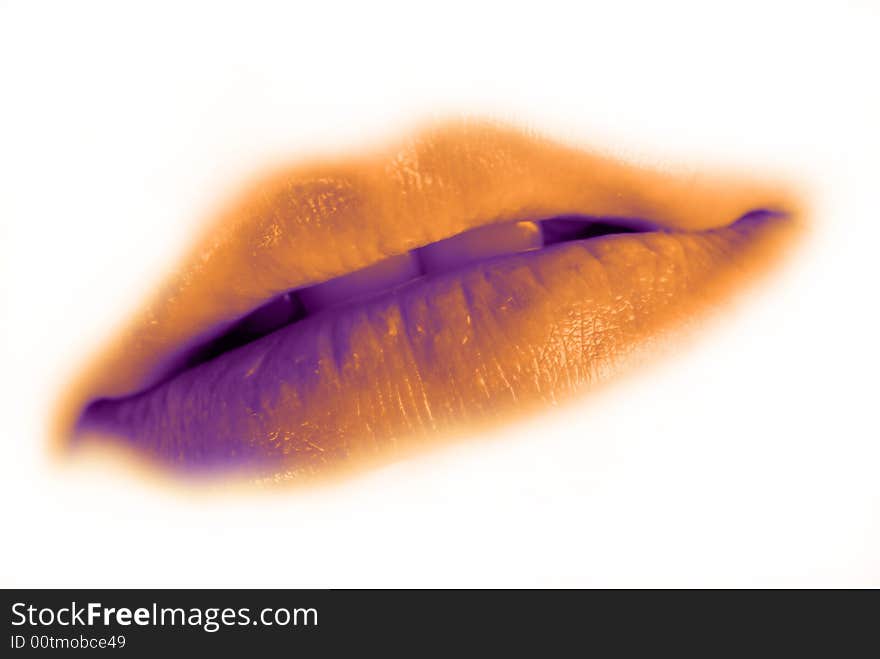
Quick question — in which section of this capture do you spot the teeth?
[417,222,543,274]
[298,252,421,313]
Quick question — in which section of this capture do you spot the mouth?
[59,124,799,479]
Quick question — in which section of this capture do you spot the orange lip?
[59,124,799,477]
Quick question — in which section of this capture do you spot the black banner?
[3,590,880,656]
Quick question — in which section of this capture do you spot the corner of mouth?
[55,122,804,484]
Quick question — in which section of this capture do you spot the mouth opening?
[162,215,657,382]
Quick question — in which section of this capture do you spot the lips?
[60,124,798,478]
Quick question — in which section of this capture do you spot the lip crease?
[56,122,802,480]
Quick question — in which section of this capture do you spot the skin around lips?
[58,124,794,480]
[79,214,786,479]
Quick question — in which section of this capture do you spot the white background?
[0,0,880,587]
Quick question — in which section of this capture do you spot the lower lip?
[80,213,790,477]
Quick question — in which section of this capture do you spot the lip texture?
[60,124,797,477]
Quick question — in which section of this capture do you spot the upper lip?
[53,123,797,474]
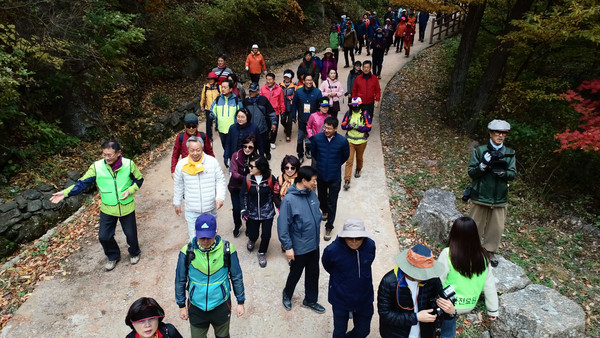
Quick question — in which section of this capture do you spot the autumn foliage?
[554,79,600,153]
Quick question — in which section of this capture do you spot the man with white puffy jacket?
[173,136,226,240]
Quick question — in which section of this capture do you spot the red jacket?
[171,131,215,173]
[352,73,381,104]
[260,83,285,115]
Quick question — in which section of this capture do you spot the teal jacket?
[469,142,517,207]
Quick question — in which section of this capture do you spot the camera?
[462,187,471,203]
[431,285,456,318]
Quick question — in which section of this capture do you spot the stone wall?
[0,99,202,258]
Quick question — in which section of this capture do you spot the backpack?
[178,132,206,147]
[185,240,231,275]
[246,176,275,192]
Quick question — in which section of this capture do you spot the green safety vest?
[346,111,367,144]
[444,251,488,309]
[94,158,133,206]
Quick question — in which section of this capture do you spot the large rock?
[412,189,462,243]
[492,284,585,338]
[493,255,531,293]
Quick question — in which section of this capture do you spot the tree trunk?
[446,1,486,120]
[467,0,533,129]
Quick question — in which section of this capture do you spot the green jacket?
[63,158,144,217]
[468,142,517,207]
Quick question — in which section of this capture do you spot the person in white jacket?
[438,217,498,338]
[173,136,226,241]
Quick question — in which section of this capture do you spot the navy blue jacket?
[291,86,323,130]
[223,120,264,159]
[310,132,350,182]
[277,184,321,255]
[321,237,375,312]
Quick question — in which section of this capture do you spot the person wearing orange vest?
[246,44,267,83]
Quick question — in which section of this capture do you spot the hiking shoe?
[323,229,331,241]
[104,258,121,271]
[281,290,292,311]
[302,300,325,313]
[258,252,267,268]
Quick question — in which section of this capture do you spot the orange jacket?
[246,52,267,74]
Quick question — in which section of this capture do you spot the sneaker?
[104,258,121,271]
[323,229,331,241]
[302,300,325,313]
[258,252,267,268]
[246,240,254,252]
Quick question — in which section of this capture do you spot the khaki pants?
[344,142,367,180]
[469,203,506,252]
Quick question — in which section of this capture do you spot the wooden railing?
[429,12,467,44]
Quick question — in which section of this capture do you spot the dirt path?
[0,33,431,337]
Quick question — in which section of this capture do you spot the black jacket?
[240,175,277,220]
[377,269,442,338]
[125,322,183,338]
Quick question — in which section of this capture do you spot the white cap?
[488,120,510,130]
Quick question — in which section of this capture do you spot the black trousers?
[98,211,142,261]
[283,248,319,303]
[317,177,342,229]
[246,218,273,253]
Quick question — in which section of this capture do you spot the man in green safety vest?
[50,141,144,271]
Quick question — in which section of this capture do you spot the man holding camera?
[469,120,517,267]
[377,244,456,338]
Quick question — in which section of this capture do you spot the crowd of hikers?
[51,7,516,337]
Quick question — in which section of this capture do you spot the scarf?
[181,153,204,176]
[279,172,298,198]
[110,155,123,172]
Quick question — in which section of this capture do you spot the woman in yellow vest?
[50,141,144,271]
[342,97,371,190]
[438,217,498,338]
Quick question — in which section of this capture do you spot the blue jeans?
[298,127,310,158]
[332,303,373,338]
[441,318,456,338]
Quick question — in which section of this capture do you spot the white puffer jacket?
[173,154,226,213]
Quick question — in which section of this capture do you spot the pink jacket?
[306,110,329,138]
[319,78,344,104]
[260,83,285,115]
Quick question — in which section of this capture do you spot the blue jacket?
[175,236,246,311]
[321,237,375,312]
[291,86,323,130]
[277,184,321,255]
[223,120,263,159]
[310,132,350,182]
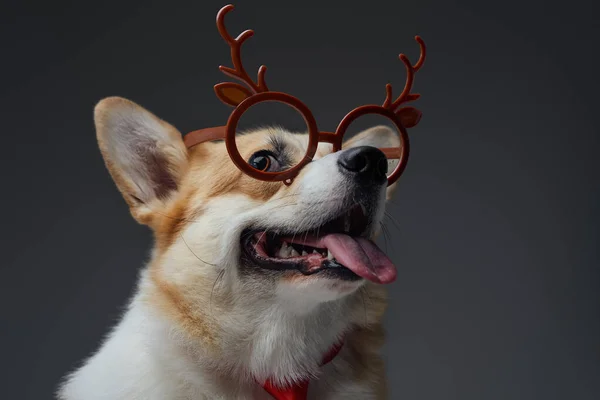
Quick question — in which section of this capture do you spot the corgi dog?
[57,4,420,400]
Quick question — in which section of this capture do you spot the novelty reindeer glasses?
[184,4,425,185]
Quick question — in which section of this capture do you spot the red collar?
[262,343,343,400]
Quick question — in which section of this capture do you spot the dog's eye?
[248,150,279,172]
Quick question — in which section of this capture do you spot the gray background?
[0,0,600,400]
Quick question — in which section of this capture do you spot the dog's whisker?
[179,232,218,267]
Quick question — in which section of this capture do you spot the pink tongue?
[321,233,396,283]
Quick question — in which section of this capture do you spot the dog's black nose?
[338,146,387,183]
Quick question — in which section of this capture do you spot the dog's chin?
[241,206,395,292]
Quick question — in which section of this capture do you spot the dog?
[58,97,398,400]
[57,6,425,400]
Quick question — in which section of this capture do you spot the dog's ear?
[342,125,400,200]
[94,97,188,224]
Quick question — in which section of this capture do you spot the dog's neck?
[140,256,368,386]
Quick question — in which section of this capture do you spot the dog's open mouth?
[242,206,396,283]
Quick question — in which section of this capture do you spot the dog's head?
[95,98,406,307]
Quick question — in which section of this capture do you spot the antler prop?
[215,4,269,106]
[382,36,426,128]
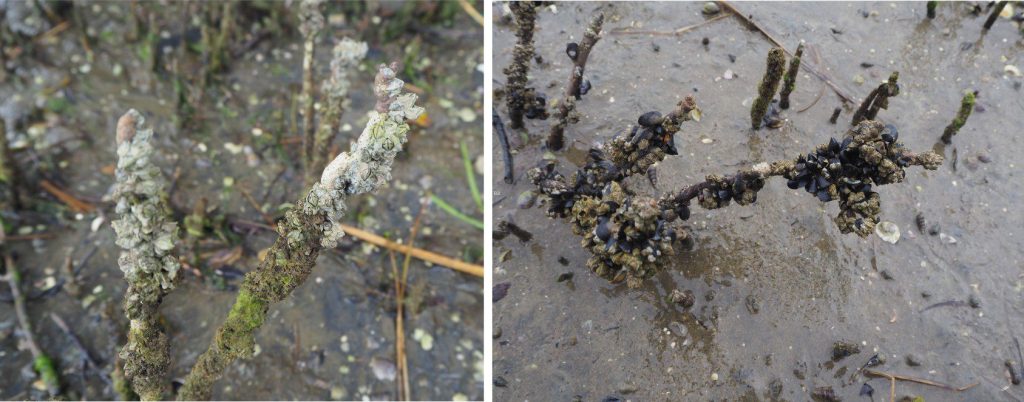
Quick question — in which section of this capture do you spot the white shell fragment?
[874,221,899,244]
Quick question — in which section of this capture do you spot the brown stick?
[985,1,1008,31]
[719,1,854,103]
[39,179,96,214]
[547,13,604,150]
[232,220,483,278]
[864,369,981,401]
[609,12,732,36]
[0,253,60,397]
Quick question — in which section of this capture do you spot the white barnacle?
[111,109,179,291]
[304,66,423,248]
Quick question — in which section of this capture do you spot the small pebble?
[701,1,722,15]
[515,190,537,210]
[669,288,694,309]
[967,295,981,309]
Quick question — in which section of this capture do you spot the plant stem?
[3,253,60,398]
[942,91,975,145]
[751,47,785,130]
[547,13,604,150]
[985,1,1009,31]
[178,63,423,400]
[778,43,804,109]
[505,1,537,129]
[459,141,483,213]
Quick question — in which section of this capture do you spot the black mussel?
[594,217,611,241]
[651,219,665,240]
[565,42,580,61]
[732,177,746,194]
[637,110,662,127]
[630,128,654,145]
[665,135,679,155]
[828,138,843,153]
[676,206,690,221]
[580,80,591,95]
[618,241,636,253]
[882,124,899,143]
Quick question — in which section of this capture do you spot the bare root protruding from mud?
[505,1,543,129]
[751,47,785,130]
[850,72,899,126]
[941,91,976,145]
[547,14,604,150]
[778,43,804,109]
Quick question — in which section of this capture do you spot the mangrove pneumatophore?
[112,109,180,400]
[547,14,604,150]
[505,1,548,129]
[528,84,943,287]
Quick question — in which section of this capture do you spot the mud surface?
[492,3,1024,401]
[0,2,483,400]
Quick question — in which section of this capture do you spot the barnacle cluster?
[570,182,677,287]
[309,64,423,248]
[112,109,179,399]
[112,109,179,318]
[530,114,942,287]
[696,174,765,209]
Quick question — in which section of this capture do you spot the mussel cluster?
[785,121,909,237]
[570,182,677,287]
[526,161,577,218]
[602,111,679,177]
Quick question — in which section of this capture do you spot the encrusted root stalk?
[112,109,179,400]
[306,38,369,186]
[547,14,604,150]
[778,43,804,109]
[505,1,537,129]
[299,0,325,184]
[850,72,899,126]
[942,91,975,144]
[751,47,785,130]
[178,64,423,400]
[529,117,942,287]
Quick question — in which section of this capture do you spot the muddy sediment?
[494,3,1024,401]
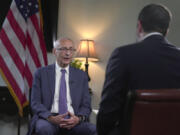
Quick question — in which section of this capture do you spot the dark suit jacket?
[28,64,91,135]
[97,35,180,135]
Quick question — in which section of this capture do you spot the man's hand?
[47,113,69,125]
[59,112,80,129]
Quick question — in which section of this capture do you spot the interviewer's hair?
[138,4,172,36]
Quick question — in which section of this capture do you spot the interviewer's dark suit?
[97,35,180,135]
[28,64,95,135]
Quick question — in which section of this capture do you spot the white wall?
[58,0,180,108]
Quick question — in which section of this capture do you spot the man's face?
[53,40,75,67]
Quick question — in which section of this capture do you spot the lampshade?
[75,39,98,61]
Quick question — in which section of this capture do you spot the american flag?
[0,0,47,115]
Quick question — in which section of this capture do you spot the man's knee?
[72,122,97,135]
[35,119,56,135]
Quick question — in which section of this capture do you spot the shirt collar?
[55,61,69,74]
[140,32,162,41]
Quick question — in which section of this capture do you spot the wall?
[58,0,180,108]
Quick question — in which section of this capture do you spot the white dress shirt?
[51,62,74,114]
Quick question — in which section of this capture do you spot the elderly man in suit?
[29,38,96,135]
[97,4,180,135]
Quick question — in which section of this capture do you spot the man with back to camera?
[97,4,180,135]
[28,38,96,135]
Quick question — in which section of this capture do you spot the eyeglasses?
[56,47,76,52]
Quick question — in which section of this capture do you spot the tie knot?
[61,69,66,74]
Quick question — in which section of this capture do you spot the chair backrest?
[124,89,180,135]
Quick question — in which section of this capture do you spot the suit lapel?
[48,64,55,104]
[69,66,76,103]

Goal: Please rewrite everything in the data from the line containing "skin around lips?" down to the line containing "[468,142,517,207]" as a numbered list, skipping blank lines and leaving out the pictures.

Result of the task:
1. Quick question — in which section of this capture do you spot the skin around lips?
2. [58,124,794,480]
3. [79,214,786,479]
4. Quick question — in which section of this capture do you spot the white background?
5. [0,0,880,587]
6. Quick question — in which section of this capture do you spot the lower lip?
7. [80,213,790,477]
8. Quick question — in which section of this capture do you spot the lip texture?
9. [60,124,797,477]
10. Quick question — in which section of this capture do you spot the upper lip?
11. [53,123,797,474]
12. Quick question — in which section of this capture do you spot the autumn foliage?
13. [554,79,600,153]
14. Quick question — in which section of this capture do you spot the man with white puffy jacket?
15. [173,136,226,240]
16. Quick question — in which section of this capture do you spot the red jacket?
17. [171,131,215,173]
18. [352,73,381,104]
19. [260,83,285,115]
20. Quick question — in which section of this capture do you spot the teal jacket?
21. [469,142,517,207]
22. Quick question — in which section of this capture do you spot the camera?
23. [462,187,471,203]
24. [431,285,456,318]
25. Quick question — in which section of this capture do you spot the stone wall?
26. [0,99,202,258]
27. Quick question — in which section of this capture do you spot the backpack?
28. [178,132,206,147]
29. [185,240,231,275]
30. [246,176,275,192]
31. Quick question — in which section of this capture do you spot the green safety vest?
32. [346,111,367,144]
33. [444,251,488,309]
34. [94,158,133,206]
35. Quick question — in which section of this capture do you spot the large rock?
36. [412,189,462,243]
37. [492,284,585,338]
38. [493,255,531,293]
39. Quick question — in which section of this capture do you spot the tree trunk?
40. [446,1,486,120]
41. [467,0,533,129]
42. Quick question — in which section of this capture do you spot the green jacket?
43. [63,158,144,217]
44. [468,142,517,207]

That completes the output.